• What is required
Copy every row below word for word, keeping each line the same.

★ ★ ★

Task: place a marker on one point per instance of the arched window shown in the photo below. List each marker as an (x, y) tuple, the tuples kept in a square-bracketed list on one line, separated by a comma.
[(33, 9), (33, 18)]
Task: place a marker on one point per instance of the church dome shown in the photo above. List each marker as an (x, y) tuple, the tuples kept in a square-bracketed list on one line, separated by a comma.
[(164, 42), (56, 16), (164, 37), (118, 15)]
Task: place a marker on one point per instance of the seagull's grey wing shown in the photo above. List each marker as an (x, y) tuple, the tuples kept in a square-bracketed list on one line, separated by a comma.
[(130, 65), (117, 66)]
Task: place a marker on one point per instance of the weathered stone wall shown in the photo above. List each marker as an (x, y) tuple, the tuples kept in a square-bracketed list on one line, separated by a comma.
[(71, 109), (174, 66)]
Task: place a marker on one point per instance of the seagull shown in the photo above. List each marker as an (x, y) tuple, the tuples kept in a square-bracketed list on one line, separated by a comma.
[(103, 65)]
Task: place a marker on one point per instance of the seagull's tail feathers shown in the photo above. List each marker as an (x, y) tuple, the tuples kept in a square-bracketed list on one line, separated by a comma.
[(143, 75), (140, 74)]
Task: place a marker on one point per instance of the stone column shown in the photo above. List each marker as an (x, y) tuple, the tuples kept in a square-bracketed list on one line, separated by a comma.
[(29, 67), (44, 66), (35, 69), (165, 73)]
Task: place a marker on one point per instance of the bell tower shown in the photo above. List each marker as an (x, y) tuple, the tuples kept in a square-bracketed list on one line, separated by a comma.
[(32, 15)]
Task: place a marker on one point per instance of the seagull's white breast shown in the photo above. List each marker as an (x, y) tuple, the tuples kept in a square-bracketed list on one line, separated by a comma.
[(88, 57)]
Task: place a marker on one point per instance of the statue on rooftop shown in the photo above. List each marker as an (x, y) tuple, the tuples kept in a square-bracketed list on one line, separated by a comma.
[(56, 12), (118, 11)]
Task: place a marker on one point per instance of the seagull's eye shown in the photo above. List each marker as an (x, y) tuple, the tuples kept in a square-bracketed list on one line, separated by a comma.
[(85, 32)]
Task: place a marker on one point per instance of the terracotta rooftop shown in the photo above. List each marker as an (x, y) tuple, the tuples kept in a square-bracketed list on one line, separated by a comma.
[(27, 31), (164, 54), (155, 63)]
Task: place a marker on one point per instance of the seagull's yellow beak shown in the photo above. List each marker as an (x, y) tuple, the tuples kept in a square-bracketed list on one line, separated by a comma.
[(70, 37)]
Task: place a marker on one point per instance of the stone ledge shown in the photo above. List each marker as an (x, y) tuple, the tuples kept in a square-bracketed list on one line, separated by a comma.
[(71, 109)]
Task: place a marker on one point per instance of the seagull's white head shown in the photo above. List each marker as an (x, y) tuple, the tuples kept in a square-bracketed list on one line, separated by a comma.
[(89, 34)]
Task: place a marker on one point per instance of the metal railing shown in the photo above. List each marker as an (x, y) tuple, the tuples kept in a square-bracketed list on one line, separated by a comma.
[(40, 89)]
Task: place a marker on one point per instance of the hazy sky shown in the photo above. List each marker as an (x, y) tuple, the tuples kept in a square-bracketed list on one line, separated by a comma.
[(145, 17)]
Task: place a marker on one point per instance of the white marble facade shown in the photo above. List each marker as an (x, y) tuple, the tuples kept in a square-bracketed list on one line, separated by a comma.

★ ★ ★

• Written reply
Task: place a marker on one point per instance of the arched window shown in the photo below. List each marker as an (x, y) tuple, the tuples kept in a square-bracketed list on one line, separated by a comma.
[(33, 9), (33, 18)]
Task: place a marker on one point per instance of the church dome shown in the photo above. List each marker as an (x, y) tuple, the tuples kept in a square-bracketed list on one line, separated by a comma.
[(164, 42), (56, 16), (164, 37), (118, 15)]
Task: place a marker on one point per instance of the seagull's grey wing shown in the photo above. List each marker as an (x, y) tuple, the tuples kept in a square-bracketed list on one line, separated by a comma.
[(130, 65), (117, 66)]
Task: place a marker on one point per instance of the weathered stone wall shown in the photo above. List each marker as an (x, y) tuple, the tuples kept in a square-bracketed list on one line, separated by a comma.
[(71, 109), (174, 66)]
Task: place a marker on one point per instance of the seagull shown in the photo above. List each marker as an (x, y) tuple, the tuples kept in a square-bracketed list on one line, separated by a comma.
[(103, 65)]
Task: place a marker on one point per instance of the seagull's tail feathers shown in the photo above. List each marker as an (x, y) tuple, the tuples kept in a square-bracketed list on one line, separated by a comma.
[(143, 75), (140, 74)]
Task: place a marker on one point per instance of the stone column shown in the photo above. List each marker as an (x, y) tuple, the tuples kept in a square-bracketed list on one line, separated by a comma.
[(29, 67), (44, 66), (35, 69), (165, 73)]
Task: place a marker on one point per instance of the bell tower shown in the photo above. List each marker as an (x, y) tuple, the tuples kept in a square-bracketed list on one line, separated by a comma.
[(32, 15)]
Task: place a marker on one point per instance of the seagull's white breast shown in the photo above. List each marker as an (x, y) tuple, the tuples kept in a square-bracketed list on one line, separated by a comma.
[(88, 57)]
Task: place a marker on one point per instance of the statue on rooftop shown in the photo above. List each marker as an (x, y) tuple, the tuples kept in a square-bracketed list on one line, separated by a comma.
[(56, 12), (118, 11)]
Task: place a marker on one point per instance of the seagull's eye shown in the photo above. List each marker as an (x, y) tuple, the tuples kept in a square-bracketed list on one line, separated by a comma.
[(85, 32)]
Task: place a marker on one point per instance of the terracotta rooftop shown in the photo above. List each marker as an (x, y) tuple, the tuples kept in a square-bracketed list on one line, separated by a comma.
[(27, 31), (164, 54), (155, 63)]
Task: place a marker on one point per instance of the seagull's yellow beak shown in the photo above. List each marker as an (x, y) tuple, the tuples kept in a square-bracketed list on one line, separated by a comma.
[(70, 37)]
Task: place a marker on one point per instance of the stone ledge shown in the photo above. List each marker as an (x, y) tuple, the tuples kept in a square-bracketed list on one line, separated by a comma.
[(71, 109)]
Task: place a marker on one point per instance of the seagull's white head shown in the photo above. List each marker as an (x, y) tuple, the tuples kept in a square-bracketed list on one line, separated by a comma.
[(89, 34)]
Task: place a marker on one point per instance of the metal railing shown in the photo above. List each marker as an (x, y) tuple, the tuples kept in a square-bracketed list on one line, separated by a comma.
[(40, 89)]
Task: place a marker on one point per instance of the hazy sky shown in the photo above. List each marker as an (x, y) tuple, the tuples kept in a square-bracketed list on one line, separated by a comma.
[(145, 17)]
Task: place a marker on one point per instance of the white marble facade shown in the photo above. List each marker as an (x, y) tuple, the tuples kept in a square-bracketed list on one line, separated by a comma.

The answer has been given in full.